Enunciado:
Prossiga com a entrevista sobre a prevenção da infecção por HIV, escrevendo a continuação logo após a última fala do trecho abaixo.

A infecção por HIV e a resultante Aids continuam preocupando o mundo médico. Somente em 2011, mais de 2 milhões de pessoas foram contaminadas. A maioria em países com condições econômicas limitadas e acesso restrito ao coquetel de tratamento.  É uma epidemia ainda hoje fora de controle. Uma discussão extensa foi publicada esta semana na revista médica New England Journal of Medicine, sobre a novidade que poderá ter um grande impacto no assunto. A profilaxia, ou prevenção pré-exposição: tomar algum medicamento antes do contato de risco, prevenindo a infecção. Já pela discussão se percebe que a eficiência e a aplicação ainda não estão claras. Conversamos sobre esse importante tema com o doutor Esper Kallas, infectologista e professor da Faculdade de Medicina da USP.

CartaCapital: Temos novidades no manejo da Aids?


Esper Kallas: Sem dúvida. Estávamos ansiosos por novas estratégias para combater o avanço dessa grave epidemia, especialmente na área da prevenção.

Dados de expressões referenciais
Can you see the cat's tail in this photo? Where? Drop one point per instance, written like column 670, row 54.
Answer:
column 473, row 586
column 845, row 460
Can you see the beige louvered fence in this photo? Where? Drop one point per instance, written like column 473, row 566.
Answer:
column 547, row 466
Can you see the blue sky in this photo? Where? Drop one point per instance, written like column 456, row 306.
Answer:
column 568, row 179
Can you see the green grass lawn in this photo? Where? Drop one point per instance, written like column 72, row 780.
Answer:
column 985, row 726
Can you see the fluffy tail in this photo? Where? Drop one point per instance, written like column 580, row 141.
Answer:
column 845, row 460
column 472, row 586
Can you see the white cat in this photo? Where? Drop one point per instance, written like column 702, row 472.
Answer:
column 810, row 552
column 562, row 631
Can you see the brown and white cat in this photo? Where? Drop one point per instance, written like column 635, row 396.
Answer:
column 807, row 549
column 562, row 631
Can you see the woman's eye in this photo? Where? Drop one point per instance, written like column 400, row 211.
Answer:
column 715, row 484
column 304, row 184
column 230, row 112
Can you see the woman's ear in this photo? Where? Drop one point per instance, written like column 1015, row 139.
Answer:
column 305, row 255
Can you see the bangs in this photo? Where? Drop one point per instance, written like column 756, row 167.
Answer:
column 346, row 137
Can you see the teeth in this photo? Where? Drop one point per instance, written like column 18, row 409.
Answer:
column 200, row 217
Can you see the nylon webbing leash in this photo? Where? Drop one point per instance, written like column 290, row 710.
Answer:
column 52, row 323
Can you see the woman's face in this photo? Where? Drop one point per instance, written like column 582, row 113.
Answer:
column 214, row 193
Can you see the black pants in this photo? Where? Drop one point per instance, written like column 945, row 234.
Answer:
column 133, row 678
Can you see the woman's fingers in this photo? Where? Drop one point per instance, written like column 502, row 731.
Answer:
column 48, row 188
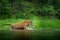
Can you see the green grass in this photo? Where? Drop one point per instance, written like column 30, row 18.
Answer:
column 39, row 24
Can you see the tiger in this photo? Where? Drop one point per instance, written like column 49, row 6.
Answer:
column 22, row 25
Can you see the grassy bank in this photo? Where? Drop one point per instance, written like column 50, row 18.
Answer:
column 39, row 24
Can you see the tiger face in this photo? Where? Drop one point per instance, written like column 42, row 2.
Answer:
column 22, row 25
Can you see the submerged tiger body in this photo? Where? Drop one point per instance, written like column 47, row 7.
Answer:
column 22, row 25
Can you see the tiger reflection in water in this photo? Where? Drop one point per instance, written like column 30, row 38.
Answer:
column 23, row 25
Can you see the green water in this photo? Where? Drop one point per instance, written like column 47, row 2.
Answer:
column 30, row 34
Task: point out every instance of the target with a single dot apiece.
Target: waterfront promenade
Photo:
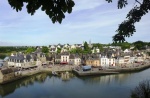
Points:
(78, 70)
(110, 70)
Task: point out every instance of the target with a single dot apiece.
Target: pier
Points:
(96, 71)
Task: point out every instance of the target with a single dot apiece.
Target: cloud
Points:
(91, 19)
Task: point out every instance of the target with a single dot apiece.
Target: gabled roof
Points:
(6, 71)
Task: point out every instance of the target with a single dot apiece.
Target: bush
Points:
(142, 90)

Resultado:
CC: O que apareceu recentemente?


EK: Os anos 2010 e 2011 trouxeram boas notícias na pesquisa sobre o combate à transmissão do vírus, especialmente utilizando remédios anti-HIV como forma de prevenção. A primeira foi o uso preventivo em pessoas que não são infectadas, mas que se expõem com frequência ao vírus em relações sexuais de alto risco, conhecida como profilaxia pré-exposição (PrEP, em inglês). A segunda foi a demonstração de que o uso do coquetel de drogas em pessoas já infectadas, com consequente diminuição da quantidade do HIV no sangue e nas secreções genitais, diminui muito a frequência com que o vírus é transmitido para pessoas não infectadas, o tratamento como prevenção.

CC: Essas estratégias já devem ser adotadas na rotina?


EK: A estratégia da prevenção já motivou modificações em saúde pública em vários países, inclusive o Brasil. Aqui, a recomendação de uso do coquetel mudou, sugerindo agora que ele seja iniciado um tanto mais cedo nas pessoas que convivem com o HIV.

CC: E a prevenção pré-exposição à infecção?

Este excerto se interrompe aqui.